In the Team #22KILL text, which organization is open to sons or grandsons of people eligible to be American Legion members?

__Extracted text__
──────────
By choosing to wear a ring, I became part of Team #22KILL and committed to:

  • Research and learn about my local veteran service organizations and what their missions and needs are (As a member of and Secretary and Sergeant at Arms to my local American Legion Auxiliary post this is already a part of what I do, so I am upping my game).
  • Focus on veteran strengths and challenge negative attitudes around veteran “issues”.
  • Advocate for veterans in a positive light in any platform I have. (Guess what? You are going to read about it here from time to time).
  • Raise awareness to the issues of veteran suicide, and follow up with a positive solution through education and empowerment through programs offered from local nonprofits and veteran service organizations.
  • Believe that veterans are America’s greatest asset and learning to love them and showing them that I care!!!

How can you help?

  1. Support your local American Legion and Veteran’s of Foreign Wars posts. You can find more info about the American Legion here. You can learn more about the Veteran’s of Foreign Wars here.
  2. If you quality, join and volunteer for one of the organizations. Grandmothers, mothers, sisters, wives, and direct and adopted female descendants have the option of the American Legion Auxiliary or the VFW Auxiliary. Sons or grandsons of those eligible to be American Legion members have the option of the Sons of the American Legion.
  3. Become a Veterans’ Advocate and show your support with an Honor Ring.  100% of #22KILL  donations go directly towards veteran empowerment programs through Honor Courage Commitment, Inc. (official 501c3 tax-exempt charitable organization) and other partner nonprofit organizations. The purpose is to ensure that veterans are provided with the tools and knowledge to create an actionable plan upon leaving the service. This way, veterans are less likely to fall into what we call a “downward spiral” – which can include loss of identity and self-worth, depression, and drug and alcohol abuse.

My membership to and participation in my local American Legion Auxiliary post is my way of supporting those who served to protect the freedoms I enjoy today. In the spirit of Service, Not Self, it is the mission of the American Legion Auxiliary to support The American Legion and to honor the sacrifice of those who serve by enhancing the lives of our veterans, military, and their families, both at home and abroad. For God and Country, we advocate for veterans, educate our citizens, mentor youth, and promote patriotism, good citizenship, peace and security.

Will you join me in supporting and honoring those who serve?
──────────
__Source data__

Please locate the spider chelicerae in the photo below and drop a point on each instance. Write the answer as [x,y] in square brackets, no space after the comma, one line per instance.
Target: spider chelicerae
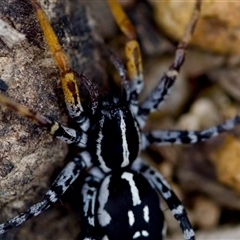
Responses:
[119,193]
──────────
__Complete output__
The Sons of the American Legion.